→ **DOCUMENT TEXT**:
Polars¶

PolarsCursor¶

PolarsCursor directly handles the CSV file of the query execution result output to S3. This cursor downloads the CSV file after executing the query and loads it into a polars.DataFrame object. Performance is better than fetching data with Cursor.

PolarsCursor uses Polars native reading capabilities (pl.read_csv, pl.read_parquet) and does not require PyArrow as a dependency. PyAthena’s own S3FileSystem (fsspec compatible) is used for S3 access, so s3fs is also not required.

You can use the PolarsCursor by specifying the cursor_class with the connect method or connection object.

from pyathena import connect
from pyathena.polars.cursor import PolarsCursor

cursor = connect(s3_staging_dir="s3://YOUR_S3_BUCKET/path/to/",
                 region_name="us-west-2",
                 cursor_class=PolarsCursor).cursor()

from pyathena.connection import Connection
from pyathena.polars.cursor import PolarsCursor

cursor = Connection(s3_staging_dir="s3://YOUR_S3_BUCKET/path/to/",
                    region_name="us-west-2",
                    cursor_class=PolarsCursor).cursor()

It can also be used by specifying the cursor class when calling the connection object’s cursor method.

from pyathena import connect
from pyathena.polars.cursor import PolarsCursor

cursor = connect(s3_staging_dir="s3://YOUR_S3_BUCKET/path/to/",
                 region_name="us-west-2").cursor(PolarsCursor)

from pyathena.connection import Connection
from pyathena.polars.cursor import PolarsCursor

cursor = Connection(s3_staging_dir="s3://YOUR_S3_BUCKET/path/to/",
                    region_name="us-west-2").cursor(PolarsCursor)

The as_polars method returns a polars.DataFrame object.

from pyathena import connect
from pyathena.polars.cursor import PolarsCursor

cursor = connect(s3_staging_dir="s3://YOUR_S3_BUCKET/path/to/",
                 region_name="us-west-2",
                 cursor_class=PolarsCursor).cursor()

df = cursor.execute("SELECT * FROM many_rows").as_polars()
print(df.describe())
print(df.head())
print(df.height)  # Number of rows
print(df.width)   # Number of columns
print(df.columns) # Column names

Support fetch and iterate query results.

from pyathena import connect
from pyathena.polars.cursor import PolarsCursor

cursor = connect(s3_staging_dir="s3://YOUR_S3_BUCKET/path/to/",
                 region_name="us-west-2",
                 cursor_class=PolarsCursor).cursor()

cursor.execute("SELECT * FROM many_rows")
print(cursor.fetchone())
print(cursor.fetchmany())
print(cursor.fetchall())

from pyathena import connect
from pyathena.polars.cursor import PolarsCursor

cursor = connect(s3_staging_dir="s3://YOUR_S3_BUCKET/path/to/",
                 region_name="us-west-2",
                 cursor_class=PolarsCursor).cursor()

cursor.execute("SELECT * FROM many_rows")
for row in cursor:
    print(row)

Execution information of the query can also be retrieved.

from pyathena import connect
from pyathena.polars.cursor import PolarsCursor

cursor = connect(s3_staging_dir="s3://YOUR_S3_BUCKET/path/to/",
                 region_name="us-west-2",
                 cursor_class=PolarsCursor).cursor()

cursor.execute("SELECT * FROM many_rows")
print(cursor.state)

→ **DIRECTION**: In the PolarsCursor documentation above, what does PolarsCursor use for S3 access that makes s3fs unnecessary?

→ **LISTED ENTRIES**:

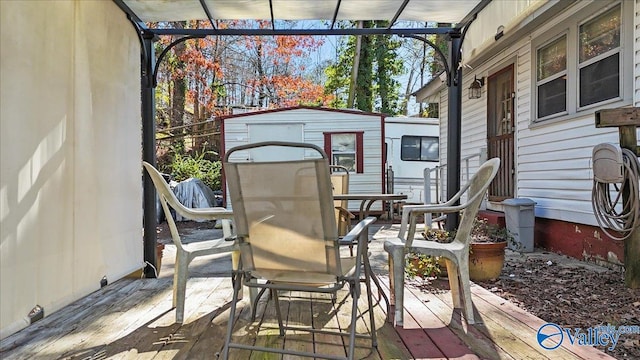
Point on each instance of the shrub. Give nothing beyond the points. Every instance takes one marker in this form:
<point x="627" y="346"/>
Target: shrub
<point x="184" y="167"/>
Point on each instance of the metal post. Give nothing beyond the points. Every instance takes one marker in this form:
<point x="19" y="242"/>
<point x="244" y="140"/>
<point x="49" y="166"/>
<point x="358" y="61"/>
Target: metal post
<point x="149" y="154"/>
<point x="454" y="125"/>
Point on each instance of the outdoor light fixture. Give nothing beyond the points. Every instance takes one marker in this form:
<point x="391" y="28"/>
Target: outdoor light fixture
<point x="475" y="90"/>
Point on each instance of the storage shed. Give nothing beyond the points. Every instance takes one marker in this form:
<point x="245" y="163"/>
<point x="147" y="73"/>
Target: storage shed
<point x="351" y="138"/>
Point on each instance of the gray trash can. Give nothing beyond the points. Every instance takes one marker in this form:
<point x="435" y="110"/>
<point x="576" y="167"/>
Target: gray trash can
<point x="520" y="218"/>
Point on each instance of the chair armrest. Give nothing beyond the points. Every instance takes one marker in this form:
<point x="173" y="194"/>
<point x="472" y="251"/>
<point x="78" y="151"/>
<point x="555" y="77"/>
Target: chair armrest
<point x="206" y="213"/>
<point x="410" y="215"/>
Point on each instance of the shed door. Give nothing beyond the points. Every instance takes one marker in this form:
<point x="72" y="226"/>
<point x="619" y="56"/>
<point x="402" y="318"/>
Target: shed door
<point x="276" y="132"/>
<point x="500" y="130"/>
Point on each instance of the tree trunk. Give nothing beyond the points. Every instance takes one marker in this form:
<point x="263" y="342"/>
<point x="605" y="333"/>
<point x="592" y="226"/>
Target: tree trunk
<point x="179" y="90"/>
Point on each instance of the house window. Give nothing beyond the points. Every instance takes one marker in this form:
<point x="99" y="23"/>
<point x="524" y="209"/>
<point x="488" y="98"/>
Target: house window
<point x="419" y="148"/>
<point x="345" y="149"/>
<point x="580" y="65"/>
<point x="599" y="58"/>
<point x="552" y="77"/>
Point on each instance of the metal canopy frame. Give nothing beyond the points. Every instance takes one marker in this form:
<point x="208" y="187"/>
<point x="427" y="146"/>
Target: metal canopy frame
<point x="149" y="67"/>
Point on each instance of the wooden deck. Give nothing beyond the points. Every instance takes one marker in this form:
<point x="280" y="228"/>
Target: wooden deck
<point x="133" y="319"/>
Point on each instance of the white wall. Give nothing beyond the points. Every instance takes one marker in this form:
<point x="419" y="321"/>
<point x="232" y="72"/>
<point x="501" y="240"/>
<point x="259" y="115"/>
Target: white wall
<point x="553" y="158"/>
<point x="70" y="179"/>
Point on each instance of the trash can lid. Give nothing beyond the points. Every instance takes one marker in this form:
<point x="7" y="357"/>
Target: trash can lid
<point x="518" y="202"/>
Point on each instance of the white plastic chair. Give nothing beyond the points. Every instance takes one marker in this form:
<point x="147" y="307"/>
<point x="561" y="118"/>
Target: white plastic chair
<point x="456" y="253"/>
<point x="187" y="252"/>
<point x="288" y="238"/>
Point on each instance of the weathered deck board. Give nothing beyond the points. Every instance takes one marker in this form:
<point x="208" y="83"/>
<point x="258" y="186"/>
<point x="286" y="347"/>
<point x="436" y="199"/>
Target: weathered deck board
<point x="133" y="319"/>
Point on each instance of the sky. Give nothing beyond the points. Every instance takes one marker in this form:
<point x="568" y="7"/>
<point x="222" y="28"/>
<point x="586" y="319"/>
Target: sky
<point x="328" y="51"/>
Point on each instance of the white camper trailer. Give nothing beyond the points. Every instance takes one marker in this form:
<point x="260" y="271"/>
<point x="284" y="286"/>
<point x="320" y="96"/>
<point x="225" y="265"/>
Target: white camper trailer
<point x="412" y="145"/>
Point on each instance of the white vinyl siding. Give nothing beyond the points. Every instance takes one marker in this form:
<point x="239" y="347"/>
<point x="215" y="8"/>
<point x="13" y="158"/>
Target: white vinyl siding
<point x="587" y="89"/>
<point x="553" y="157"/>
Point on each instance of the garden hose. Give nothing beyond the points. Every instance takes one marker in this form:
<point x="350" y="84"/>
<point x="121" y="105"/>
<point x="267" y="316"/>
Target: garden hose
<point x="615" y="213"/>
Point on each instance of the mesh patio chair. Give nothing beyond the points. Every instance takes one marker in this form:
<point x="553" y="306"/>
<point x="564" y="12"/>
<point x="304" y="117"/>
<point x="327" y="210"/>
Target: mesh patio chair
<point x="456" y="253"/>
<point x="187" y="252"/>
<point x="288" y="239"/>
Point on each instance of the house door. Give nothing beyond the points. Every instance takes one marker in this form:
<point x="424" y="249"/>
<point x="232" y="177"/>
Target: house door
<point x="500" y="129"/>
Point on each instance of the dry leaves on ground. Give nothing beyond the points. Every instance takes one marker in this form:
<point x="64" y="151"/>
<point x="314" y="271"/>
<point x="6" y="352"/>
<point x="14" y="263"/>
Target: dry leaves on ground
<point x="573" y="295"/>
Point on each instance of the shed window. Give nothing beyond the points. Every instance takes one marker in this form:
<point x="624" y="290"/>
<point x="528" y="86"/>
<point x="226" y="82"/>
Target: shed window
<point x="419" y="148"/>
<point x="345" y="149"/>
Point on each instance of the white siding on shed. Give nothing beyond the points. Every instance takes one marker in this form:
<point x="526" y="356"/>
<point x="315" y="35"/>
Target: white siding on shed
<point x="315" y="123"/>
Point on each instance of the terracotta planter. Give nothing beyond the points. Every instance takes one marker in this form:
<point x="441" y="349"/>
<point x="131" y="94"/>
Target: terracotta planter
<point x="486" y="260"/>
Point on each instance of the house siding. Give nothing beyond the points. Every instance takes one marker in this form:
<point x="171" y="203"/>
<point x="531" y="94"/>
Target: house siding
<point x="553" y="157"/>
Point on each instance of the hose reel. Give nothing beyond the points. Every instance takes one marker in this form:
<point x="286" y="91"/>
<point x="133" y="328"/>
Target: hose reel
<point x="616" y="172"/>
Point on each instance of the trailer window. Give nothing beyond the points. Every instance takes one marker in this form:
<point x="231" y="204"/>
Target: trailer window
<point x="419" y="148"/>
<point x="345" y="149"/>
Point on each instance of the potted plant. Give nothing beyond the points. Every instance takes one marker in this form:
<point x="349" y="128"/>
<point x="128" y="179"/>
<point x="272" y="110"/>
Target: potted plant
<point x="422" y="266"/>
<point x="486" y="250"/>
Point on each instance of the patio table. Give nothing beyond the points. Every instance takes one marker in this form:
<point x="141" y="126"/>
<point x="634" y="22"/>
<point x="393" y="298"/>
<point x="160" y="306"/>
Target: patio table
<point x="367" y="199"/>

→ **THE RESULT**: PyAthena's own S3FileSystem, which is fsspec compatible.